[Start of DATA FOR PROCESSING]
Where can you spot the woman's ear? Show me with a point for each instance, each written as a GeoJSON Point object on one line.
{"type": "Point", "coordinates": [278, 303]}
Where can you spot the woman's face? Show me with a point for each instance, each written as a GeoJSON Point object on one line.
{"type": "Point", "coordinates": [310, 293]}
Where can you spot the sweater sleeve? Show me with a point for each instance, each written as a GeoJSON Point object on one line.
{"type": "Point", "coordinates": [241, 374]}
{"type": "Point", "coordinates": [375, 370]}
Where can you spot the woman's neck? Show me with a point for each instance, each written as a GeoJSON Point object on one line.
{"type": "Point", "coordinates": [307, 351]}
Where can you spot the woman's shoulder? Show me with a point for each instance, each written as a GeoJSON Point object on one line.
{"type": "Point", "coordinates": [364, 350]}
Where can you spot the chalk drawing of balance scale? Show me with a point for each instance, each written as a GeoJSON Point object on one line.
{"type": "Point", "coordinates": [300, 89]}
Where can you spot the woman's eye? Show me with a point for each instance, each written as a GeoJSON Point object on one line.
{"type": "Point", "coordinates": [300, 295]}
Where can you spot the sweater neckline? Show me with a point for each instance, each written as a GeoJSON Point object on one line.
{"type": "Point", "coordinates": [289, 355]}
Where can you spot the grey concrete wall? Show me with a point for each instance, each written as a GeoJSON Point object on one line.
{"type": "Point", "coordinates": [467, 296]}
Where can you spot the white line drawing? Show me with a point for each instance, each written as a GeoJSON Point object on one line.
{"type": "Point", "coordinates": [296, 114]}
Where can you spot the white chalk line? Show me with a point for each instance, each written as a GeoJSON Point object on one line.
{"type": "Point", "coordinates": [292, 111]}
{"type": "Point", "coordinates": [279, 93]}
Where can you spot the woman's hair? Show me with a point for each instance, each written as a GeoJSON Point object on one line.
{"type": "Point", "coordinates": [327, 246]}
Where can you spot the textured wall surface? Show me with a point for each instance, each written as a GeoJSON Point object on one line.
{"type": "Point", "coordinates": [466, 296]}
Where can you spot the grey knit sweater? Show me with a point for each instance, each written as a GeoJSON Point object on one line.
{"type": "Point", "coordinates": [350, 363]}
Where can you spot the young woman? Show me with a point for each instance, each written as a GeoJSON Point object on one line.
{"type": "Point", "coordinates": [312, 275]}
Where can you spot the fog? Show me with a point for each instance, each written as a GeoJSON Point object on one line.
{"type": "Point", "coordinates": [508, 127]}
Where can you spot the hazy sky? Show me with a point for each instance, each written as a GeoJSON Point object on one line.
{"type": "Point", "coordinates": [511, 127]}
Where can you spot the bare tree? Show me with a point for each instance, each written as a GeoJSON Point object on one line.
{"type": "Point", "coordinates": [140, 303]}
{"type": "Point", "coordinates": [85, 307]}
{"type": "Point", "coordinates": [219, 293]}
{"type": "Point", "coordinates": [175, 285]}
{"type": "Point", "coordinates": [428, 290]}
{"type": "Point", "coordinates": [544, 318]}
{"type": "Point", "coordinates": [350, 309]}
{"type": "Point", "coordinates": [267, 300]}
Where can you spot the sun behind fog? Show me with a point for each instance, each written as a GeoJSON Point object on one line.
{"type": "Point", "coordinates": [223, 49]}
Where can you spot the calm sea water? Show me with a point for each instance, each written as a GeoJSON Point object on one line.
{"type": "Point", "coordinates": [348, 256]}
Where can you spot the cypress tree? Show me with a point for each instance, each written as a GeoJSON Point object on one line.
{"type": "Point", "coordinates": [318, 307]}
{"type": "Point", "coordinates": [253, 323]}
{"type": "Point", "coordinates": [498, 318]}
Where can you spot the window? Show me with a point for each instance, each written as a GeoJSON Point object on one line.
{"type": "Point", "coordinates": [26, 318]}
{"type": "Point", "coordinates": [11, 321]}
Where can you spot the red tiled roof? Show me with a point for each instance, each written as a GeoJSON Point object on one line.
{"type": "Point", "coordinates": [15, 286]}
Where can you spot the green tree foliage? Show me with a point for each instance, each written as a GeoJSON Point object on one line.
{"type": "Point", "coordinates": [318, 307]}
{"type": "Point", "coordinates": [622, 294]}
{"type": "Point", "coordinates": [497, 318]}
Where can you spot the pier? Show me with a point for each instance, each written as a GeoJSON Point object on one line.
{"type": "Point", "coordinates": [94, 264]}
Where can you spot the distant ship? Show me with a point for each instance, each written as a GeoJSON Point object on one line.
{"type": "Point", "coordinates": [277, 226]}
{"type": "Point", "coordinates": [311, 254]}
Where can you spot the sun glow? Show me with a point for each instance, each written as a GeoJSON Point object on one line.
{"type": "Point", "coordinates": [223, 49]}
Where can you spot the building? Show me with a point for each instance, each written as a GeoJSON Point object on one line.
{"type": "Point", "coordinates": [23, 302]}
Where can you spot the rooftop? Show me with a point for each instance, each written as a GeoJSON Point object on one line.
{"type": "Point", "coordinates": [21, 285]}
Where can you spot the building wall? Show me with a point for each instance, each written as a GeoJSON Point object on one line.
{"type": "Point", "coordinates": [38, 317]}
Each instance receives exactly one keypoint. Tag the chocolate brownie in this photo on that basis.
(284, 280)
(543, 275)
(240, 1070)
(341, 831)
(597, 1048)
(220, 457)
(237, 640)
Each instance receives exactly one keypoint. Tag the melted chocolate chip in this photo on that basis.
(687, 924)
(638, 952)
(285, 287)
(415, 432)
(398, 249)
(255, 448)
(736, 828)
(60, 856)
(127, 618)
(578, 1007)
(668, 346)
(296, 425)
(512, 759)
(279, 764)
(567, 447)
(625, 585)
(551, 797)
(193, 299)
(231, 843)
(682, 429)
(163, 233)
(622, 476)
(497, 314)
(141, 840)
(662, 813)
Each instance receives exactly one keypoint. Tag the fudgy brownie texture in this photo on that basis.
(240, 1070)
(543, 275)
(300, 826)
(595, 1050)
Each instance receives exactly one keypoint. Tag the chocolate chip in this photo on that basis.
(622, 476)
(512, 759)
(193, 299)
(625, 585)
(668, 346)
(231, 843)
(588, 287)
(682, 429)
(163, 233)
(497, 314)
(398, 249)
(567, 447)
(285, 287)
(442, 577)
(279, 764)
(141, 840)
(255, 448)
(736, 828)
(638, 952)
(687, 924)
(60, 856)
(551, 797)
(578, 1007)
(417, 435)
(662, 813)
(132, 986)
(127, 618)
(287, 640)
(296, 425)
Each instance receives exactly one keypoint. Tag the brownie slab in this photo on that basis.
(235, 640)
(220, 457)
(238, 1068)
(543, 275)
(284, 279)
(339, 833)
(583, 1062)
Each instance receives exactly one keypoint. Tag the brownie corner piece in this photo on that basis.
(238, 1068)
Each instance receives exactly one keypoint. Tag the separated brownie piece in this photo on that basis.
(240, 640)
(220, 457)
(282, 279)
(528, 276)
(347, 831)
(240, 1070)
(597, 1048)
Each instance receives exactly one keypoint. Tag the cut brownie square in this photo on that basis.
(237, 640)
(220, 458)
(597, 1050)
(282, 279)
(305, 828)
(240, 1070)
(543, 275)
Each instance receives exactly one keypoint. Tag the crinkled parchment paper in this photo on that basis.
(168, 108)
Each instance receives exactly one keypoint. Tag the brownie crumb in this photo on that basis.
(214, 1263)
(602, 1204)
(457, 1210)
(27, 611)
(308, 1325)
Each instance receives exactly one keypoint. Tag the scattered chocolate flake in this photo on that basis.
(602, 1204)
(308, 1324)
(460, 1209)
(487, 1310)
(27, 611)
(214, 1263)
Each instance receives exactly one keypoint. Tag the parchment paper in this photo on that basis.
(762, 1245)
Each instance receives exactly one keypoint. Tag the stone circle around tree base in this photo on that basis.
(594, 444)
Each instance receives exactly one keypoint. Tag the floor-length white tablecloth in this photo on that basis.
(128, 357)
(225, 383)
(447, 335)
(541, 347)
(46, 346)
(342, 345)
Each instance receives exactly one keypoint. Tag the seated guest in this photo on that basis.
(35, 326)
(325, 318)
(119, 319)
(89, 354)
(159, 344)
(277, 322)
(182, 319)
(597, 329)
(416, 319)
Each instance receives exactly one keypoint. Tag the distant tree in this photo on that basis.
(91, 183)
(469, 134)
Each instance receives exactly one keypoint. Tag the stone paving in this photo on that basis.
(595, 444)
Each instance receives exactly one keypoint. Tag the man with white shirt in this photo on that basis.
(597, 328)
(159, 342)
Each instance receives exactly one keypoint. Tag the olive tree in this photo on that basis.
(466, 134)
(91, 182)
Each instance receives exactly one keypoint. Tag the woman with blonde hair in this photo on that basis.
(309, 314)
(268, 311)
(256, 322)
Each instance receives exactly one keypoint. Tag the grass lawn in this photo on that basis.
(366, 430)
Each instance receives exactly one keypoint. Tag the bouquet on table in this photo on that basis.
[End of DATA FOR PROCESSING]
EXERCISE DIRECTIONS: Reproduce the lines from the one containing "crumb in this photo on that basis." through the last line of the records, both ends included, as a numbered list with blank lines omitted.

SOLUTION TO THIS PROBLEM:
1. Each instance receives exactly one keypoint. Tag the brownie crumb in this photo on that basis.
2. (214, 1263)
3. (602, 1204)
4. (457, 1210)
5. (27, 611)
6. (308, 1325)
7. Each instance receives exactly one keypoint. Tag the scattered chocolate flake in this photo on that basis.
8. (602, 1204)
9. (308, 1324)
10. (460, 1209)
11. (487, 1310)
12. (27, 611)
13. (214, 1263)
14. Each instance receives exactly one keypoint. Tag the parchment paper in this photo on that basis.
15. (762, 1245)
16. Each instance receives exactly one keypoint. Tag the stone circle around tree base in this photo on that basis.
17. (594, 444)
18. Each instance receives exactly one keypoint. Tag the floor-length white tablecloth in this photo on that basis.
19. (128, 357)
20. (225, 383)
21. (447, 335)
22. (541, 347)
23. (46, 346)
24. (342, 345)
25. Each instance receives exactly one keypoint. Tag the seated guest in this photo on that basis.
26. (35, 326)
27. (325, 318)
28. (119, 319)
29. (89, 354)
30. (159, 344)
31. (277, 322)
32. (182, 319)
33. (597, 329)
34. (416, 319)
35. Each instance receives exactly one keypoint. Tag the distant tree in this photo on that basis.
36. (91, 183)
37. (469, 134)
38. Each instance receives exactly one keypoint. Tag the stone paving in this photo on that basis.
39. (595, 444)
40. Each instance receives exactly one keypoint. Tag the man with white shirt in this photo on that basis.
41. (597, 328)
42. (159, 342)
43. Each instance receives exactly one keypoint. Tag the olive tree in this photo on that basis.
44. (466, 134)
45. (91, 182)
46. Each instance receives exactly one keypoint. Tag the woman with blonde hair in this photo on that basis.
47. (309, 314)
48. (268, 311)
49. (256, 322)
50. Each instance receives exactly one keypoint. Tag the grass lawn in this photo on that basis.
51. (366, 430)
52. Each instance receives exactly one keypoint. Tag the bouquet on table in this photo on that basis.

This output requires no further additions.